◆ **TASK TO CARRY OUT**: Output every line of the entries from the line containing "search: snow surface texture" through the last, exactly, with no other content.

>>>

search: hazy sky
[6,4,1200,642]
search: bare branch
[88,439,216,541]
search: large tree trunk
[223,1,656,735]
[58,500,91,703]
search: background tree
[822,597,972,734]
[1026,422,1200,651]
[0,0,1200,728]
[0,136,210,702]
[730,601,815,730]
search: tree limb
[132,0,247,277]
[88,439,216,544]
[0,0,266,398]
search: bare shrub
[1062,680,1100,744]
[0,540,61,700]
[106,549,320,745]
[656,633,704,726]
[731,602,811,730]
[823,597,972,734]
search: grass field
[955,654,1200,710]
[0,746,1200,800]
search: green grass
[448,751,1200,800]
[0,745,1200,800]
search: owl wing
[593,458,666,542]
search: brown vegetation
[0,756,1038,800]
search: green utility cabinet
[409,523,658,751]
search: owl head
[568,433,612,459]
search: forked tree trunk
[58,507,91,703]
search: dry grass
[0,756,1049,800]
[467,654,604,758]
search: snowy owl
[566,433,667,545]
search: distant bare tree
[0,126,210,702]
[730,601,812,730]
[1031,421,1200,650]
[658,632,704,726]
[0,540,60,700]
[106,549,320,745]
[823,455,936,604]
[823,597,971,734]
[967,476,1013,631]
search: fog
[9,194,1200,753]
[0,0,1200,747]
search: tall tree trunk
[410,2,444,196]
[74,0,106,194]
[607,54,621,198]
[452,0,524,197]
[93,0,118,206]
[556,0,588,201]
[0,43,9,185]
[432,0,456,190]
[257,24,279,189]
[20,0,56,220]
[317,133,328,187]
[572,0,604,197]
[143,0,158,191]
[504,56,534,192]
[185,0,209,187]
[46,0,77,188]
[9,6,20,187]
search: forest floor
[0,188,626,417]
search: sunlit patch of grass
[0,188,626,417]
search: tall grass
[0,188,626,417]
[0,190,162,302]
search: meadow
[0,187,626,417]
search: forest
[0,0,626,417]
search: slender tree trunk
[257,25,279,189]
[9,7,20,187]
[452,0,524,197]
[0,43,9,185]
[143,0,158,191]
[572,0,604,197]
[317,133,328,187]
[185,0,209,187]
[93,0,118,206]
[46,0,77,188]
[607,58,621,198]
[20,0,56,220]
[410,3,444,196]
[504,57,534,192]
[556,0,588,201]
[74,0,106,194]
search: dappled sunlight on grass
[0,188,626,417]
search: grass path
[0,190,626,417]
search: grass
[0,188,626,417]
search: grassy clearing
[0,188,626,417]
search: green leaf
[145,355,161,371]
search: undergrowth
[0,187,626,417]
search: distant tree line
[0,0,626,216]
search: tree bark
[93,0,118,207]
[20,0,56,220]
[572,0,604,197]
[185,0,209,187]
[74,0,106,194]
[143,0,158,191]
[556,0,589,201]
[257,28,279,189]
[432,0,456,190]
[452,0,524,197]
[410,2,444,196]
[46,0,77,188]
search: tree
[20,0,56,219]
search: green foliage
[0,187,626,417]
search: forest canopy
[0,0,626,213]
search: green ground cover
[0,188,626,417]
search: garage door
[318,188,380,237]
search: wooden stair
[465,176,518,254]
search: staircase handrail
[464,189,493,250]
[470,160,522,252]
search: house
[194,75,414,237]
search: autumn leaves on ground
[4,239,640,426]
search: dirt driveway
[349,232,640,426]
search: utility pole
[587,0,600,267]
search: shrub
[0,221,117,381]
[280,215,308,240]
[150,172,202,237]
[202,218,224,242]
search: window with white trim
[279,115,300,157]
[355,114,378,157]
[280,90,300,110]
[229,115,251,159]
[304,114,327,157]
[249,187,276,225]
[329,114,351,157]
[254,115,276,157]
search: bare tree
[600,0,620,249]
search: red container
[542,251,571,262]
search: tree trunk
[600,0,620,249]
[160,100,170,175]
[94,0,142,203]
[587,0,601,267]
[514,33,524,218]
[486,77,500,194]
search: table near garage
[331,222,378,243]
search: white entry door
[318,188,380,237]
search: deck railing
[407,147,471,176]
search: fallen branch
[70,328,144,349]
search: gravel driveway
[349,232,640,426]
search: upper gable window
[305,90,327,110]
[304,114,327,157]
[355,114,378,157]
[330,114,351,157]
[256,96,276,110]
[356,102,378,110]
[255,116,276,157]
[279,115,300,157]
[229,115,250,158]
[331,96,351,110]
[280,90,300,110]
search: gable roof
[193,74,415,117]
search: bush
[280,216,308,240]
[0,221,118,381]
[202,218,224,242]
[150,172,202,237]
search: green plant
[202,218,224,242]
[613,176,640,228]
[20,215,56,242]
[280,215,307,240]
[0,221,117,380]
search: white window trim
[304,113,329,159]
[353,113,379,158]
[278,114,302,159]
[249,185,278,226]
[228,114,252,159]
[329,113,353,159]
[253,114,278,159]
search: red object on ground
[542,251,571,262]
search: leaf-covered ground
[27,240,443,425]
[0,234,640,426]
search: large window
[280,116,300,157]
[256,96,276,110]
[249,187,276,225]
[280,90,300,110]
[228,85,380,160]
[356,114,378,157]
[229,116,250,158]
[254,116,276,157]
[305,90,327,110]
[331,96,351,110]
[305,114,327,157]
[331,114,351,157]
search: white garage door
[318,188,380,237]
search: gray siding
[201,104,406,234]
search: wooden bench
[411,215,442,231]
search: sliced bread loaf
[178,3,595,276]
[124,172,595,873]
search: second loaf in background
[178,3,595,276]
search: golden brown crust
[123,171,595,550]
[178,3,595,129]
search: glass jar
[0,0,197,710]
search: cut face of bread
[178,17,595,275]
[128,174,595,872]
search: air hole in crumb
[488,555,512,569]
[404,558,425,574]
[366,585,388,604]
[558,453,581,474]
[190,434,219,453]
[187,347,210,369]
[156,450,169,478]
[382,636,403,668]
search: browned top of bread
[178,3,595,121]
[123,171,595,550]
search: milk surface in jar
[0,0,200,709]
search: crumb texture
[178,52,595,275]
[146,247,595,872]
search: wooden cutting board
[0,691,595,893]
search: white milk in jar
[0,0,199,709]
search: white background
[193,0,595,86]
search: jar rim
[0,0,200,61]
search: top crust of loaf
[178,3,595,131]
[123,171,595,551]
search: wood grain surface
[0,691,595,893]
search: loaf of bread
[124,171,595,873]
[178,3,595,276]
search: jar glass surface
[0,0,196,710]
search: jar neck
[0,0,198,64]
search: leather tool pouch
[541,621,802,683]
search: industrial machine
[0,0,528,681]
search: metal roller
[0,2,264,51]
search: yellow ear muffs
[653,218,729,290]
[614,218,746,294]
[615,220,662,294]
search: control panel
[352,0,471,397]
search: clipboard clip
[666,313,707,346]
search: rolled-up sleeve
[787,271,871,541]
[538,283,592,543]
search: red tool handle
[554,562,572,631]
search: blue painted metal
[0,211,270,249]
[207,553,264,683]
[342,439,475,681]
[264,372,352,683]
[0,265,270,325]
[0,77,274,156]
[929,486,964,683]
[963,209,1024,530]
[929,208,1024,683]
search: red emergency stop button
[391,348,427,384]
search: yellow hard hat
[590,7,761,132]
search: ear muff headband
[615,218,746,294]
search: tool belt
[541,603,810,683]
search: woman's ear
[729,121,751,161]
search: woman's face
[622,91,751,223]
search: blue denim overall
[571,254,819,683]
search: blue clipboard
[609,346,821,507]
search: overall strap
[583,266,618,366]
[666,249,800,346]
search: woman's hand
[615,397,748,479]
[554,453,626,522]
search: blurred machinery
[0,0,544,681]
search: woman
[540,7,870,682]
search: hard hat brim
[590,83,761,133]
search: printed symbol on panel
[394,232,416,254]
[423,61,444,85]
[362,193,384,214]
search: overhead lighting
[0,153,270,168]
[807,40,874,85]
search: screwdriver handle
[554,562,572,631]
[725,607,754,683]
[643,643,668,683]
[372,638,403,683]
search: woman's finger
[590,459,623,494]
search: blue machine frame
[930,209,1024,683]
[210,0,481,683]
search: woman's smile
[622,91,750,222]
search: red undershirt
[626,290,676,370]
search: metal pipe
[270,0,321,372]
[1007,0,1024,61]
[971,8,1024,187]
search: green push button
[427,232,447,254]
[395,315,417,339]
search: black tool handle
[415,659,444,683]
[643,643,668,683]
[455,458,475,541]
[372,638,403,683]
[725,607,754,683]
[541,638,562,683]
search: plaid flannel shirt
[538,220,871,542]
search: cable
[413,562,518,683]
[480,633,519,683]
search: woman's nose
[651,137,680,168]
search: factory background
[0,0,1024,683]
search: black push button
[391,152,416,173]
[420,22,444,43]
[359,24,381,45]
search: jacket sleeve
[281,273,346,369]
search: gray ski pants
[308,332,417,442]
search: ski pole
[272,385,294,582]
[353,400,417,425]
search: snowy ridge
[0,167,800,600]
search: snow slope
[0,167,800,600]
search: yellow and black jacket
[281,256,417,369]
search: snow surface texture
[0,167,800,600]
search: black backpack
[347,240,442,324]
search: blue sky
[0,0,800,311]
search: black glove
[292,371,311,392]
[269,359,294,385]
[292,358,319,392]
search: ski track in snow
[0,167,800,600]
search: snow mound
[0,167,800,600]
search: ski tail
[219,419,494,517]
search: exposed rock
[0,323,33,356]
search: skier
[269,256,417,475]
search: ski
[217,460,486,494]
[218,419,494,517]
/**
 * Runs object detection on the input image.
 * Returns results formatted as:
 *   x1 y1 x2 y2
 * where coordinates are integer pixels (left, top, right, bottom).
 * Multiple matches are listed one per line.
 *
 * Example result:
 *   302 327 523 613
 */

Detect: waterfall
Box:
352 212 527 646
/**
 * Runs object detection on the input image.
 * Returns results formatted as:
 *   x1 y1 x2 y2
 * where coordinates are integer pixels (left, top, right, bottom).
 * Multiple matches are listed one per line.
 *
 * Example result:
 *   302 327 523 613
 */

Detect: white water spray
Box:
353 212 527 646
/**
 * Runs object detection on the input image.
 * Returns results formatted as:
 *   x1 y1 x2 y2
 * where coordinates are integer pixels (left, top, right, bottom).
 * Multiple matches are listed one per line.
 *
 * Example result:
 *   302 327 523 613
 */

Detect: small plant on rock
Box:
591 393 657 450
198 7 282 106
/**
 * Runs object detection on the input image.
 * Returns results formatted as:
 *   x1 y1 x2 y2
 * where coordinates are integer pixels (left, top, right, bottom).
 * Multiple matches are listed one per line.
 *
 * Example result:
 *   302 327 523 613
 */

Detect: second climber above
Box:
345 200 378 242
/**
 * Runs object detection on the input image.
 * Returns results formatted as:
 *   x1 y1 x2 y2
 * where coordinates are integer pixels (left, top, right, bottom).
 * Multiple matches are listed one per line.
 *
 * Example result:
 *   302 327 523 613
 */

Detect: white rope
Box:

<<<

◆ **REPLY**:
search: snow surface texture
[0,167,800,600]
search: black backpack
[347,240,442,324]
search: blue sky
[0,0,800,311]
search: black glove
[292,371,311,392]
[269,359,294,385]
[292,358,319,392]
search: ski track in snow
[0,167,800,600]
search: snow mound
[0,167,800,600]
search: ski tail
[219,419,494,517]
search: exposed rock
[0,323,33,356]
search: skier
[269,256,417,475]
search: ski
[217,460,486,494]
[218,419,494,517]
/**
 * Runs object detection on the input image.
 * Returns results formatted as:
 *   x1 y1 x2 y2
 * where coordinates are integer pixels (left, top, right, bottom).
 * Multiple matches are listed one per line.
 *
 * Example result:
 *   302 327 523 613
 */

Detect: waterfall
Box:
352 212 527 646
/**
 * Runs object detection on the input image.
 * Returns results formatted as:
 *   x1 y1 x2 y2
 * where coordinates are integer pixels (left, top, right, bottom).
 * Multiple matches are listed one per line.
 *
 * Example result:
 *   302 327 523 613
 */

Detect: white water spray
Box:
353 212 527 646
/**
 * Runs object detection on the input image.
 * Returns results formatted as:
 *   x1 y1 x2 y2
 * where coordinates are integer pixels (left, top, right, bottom).
 * Multiple matches are listed one per line.
 *
 * Example result:
 *   302 327 523 613
 */

Detect: small plant on rock
Box:
591 393 657 450
198 7 282 106
/**
 * Runs object detection on the input image.
 * Returns results formatted as:
 *   x1 y1 x2 y2
 * where coordinates are integer pixels (left, top, right, bottom).
 * Multiple matches are listed one per line.
 *
 * Example result:
 *   302 327 523 613
 */

Detect: second climber above
Box:
345 200 378 242
/**
 * Runs object detection on the input image.
 * Returns results formatted as:
 *   x1 y1 x2 y2
 * where coordinates are integer pixels (left, top, right, bottom).
 * Multiple matches are listed one per line.
 *
 * Example result:
 *   302 327 523 613
 */

Detect: white rope
Box:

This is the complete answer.